*Work item*. Set down all of the entries below word for word, with the pictures left out.

*Exercise data*.
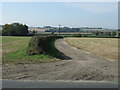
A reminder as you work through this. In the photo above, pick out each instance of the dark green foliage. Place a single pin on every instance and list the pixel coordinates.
(43, 45)
(14, 29)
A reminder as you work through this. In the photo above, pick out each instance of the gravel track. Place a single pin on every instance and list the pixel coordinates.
(80, 65)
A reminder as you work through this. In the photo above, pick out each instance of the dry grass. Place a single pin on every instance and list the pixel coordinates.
(105, 47)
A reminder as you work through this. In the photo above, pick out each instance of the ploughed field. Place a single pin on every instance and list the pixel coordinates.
(104, 47)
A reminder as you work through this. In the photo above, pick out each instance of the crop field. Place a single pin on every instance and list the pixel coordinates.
(14, 51)
(104, 47)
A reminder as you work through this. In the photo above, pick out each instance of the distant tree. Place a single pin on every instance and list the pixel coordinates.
(15, 29)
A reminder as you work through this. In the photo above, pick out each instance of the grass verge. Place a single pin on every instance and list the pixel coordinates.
(14, 51)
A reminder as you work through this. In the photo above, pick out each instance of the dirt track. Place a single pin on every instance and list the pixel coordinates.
(78, 65)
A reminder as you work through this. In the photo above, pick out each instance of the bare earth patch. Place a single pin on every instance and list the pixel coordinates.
(104, 47)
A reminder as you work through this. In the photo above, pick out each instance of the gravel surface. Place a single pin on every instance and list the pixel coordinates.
(79, 65)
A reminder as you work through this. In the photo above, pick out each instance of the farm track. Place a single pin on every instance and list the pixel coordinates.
(80, 65)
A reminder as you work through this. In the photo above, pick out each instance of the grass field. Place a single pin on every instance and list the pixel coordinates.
(104, 47)
(14, 51)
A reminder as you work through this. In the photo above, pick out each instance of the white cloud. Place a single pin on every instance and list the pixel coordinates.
(95, 7)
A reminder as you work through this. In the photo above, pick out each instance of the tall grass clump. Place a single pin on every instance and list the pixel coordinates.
(43, 45)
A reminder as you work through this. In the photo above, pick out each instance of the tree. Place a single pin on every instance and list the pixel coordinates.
(15, 29)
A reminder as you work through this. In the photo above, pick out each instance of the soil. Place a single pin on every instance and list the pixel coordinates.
(79, 65)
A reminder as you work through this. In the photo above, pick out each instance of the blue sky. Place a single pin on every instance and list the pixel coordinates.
(73, 14)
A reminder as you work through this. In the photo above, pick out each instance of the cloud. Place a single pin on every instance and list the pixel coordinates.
(95, 7)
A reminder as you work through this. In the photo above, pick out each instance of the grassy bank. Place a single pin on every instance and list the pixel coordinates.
(104, 47)
(14, 51)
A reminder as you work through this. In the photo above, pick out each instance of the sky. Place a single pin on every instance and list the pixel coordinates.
(71, 14)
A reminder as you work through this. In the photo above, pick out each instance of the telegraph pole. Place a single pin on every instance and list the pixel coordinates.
(59, 30)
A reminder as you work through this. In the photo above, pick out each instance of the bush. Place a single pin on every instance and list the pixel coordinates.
(42, 45)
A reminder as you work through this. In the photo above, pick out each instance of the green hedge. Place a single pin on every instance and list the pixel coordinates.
(43, 45)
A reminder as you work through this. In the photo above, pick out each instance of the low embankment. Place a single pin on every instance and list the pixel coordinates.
(43, 45)
(14, 50)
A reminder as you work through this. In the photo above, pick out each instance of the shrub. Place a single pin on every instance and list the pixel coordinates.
(42, 45)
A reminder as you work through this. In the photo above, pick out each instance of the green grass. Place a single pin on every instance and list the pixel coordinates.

*Worked solution*.
A reminder as you work through this. In the photo above, pick out each instance of the dark green foliage. Place a single pin on every instance and list the pixel coordinates.
(43, 45)
(14, 29)
A reminder as you work through this. In the photo above, pick out each instance of the gravel track. Place a single pin on every instance and list the pixel coordinates.
(80, 65)
A reminder as you work through this. In the photo above, pick out each instance of the dry grass. Place a single pin on every instance and list the pixel coordinates.
(105, 47)
A reminder as you work through this. In the photo above, pick out each instance of the ploughed field. Place a single pin on every instance and list the pixel coordinates.
(104, 47)
A reminder as you work through this. In the photo above, pick out each instance of the crop field. Place a single pin on every instance and list the pixel coordinates.
(14, 51)
(104, 47)
A reminder as you work through this. In the photo above, pick out each instance of the distant tree. Place a single pin on every instance and list the pixel coordinates.
(15, 29)
A reminder as you work through this. In the photo above, pick out each instance of the grass verge. Place a single pin on every instance and list the pixel coordinates.
(14, 51)
A reminder as you work through this. In the photo above, pick out each instance of the dirt track. Place a single pin on every instance and list the pixel coordinates.
(78, 65)
A reminder as you work through this. In the photo above, pick out each instance of the bare earth patch. Place a single pin on every instance and list the pixel coordinates.
(104, 47)
A reminder as you work through this. In the photo above, pick out each instance of the gravel surface. Place a single pin on every instance and list the pixel coordinates.
(79, 65)
A reminder as you work through this. In the photo above, pick out each instance of the farm track. Place a single pin on every instance and list the pixel coordinates.
(80, 65)
A reminder as you work through this. In the photo above, pick out each instance of the grass field. Place a single pin on every instance and list the pixel coordinates.
(104, 47)
(14, 51)
A reminder as you work through this. In the photo above, pick out each instance of the white cloud. Place a single pin on every instance and list the pixel coordinates.
(95, 7)
A reminder as you work through this. In the photo above, pick out each instance of the tall grass clump. Place a single pin on every instance and list the pixel coordinates.
(43, 45)
A reminder as you work through this. In the photo above, pick out each instance of the tree. Place a single pin on every instance and list the pixel coordinates.
(15, 29)
A reminder as you work through this. In the photo above, pick out each instance of the soil. Place a single pin on every instance and list the pixel coordinates.
(79, 65)
A reminder as you work through this. In the photo above, pick out each instance of the blue sky. Place a single pin on every instance and list the pixel coordinates.
(73, 14)
A reminder as you work through this. In the photo above, pick out each instance of the cloud. Place a single pin on every instance and list the pixel coordinates.
(95, 7)
A reminder as you work through this. In the photo above, pick out each instance of the grassy bank. Place a single pin on every instance and list the pixel coordinates.
(104, 47)
(14, 51)
A reminder as you work through this. In the photo above, pick out each instance of the sky. Place a single pin on every instance and list the pixel coordinates.
(71, 14)
A reminder as you work through this. In the photo above, pick out each instance of the telegraph pole. Place a single pin on every instance and list the pixel coordinates.
(59, 30)
A reminder as you work through this. In the photo above, pick out each instance of the bush. Place a single pin on every instance and list the pixel coordinates.
(42, 45)
A reminder as you work through this. In the photo above, pick out each instance of the green hedge. Place a single pin on every instance and list the pixel coordinates.
(43, 45)
A reminder as you work through this. In the photo above, pick out each instance of the low embankment. Place a single pin on every instance and list the pixel coordinates.
(43, 45)
(14, 50)
A reminder as you work through this. In the photo above, pick out each instance of the shrub. Place a single pin on every instance and list the pixel coordinates.
(42, 45)
A reminder as you work through this. In the photo above, pick out each instance of the green grass. Place a single pin on every instance and list the pixel coordinates.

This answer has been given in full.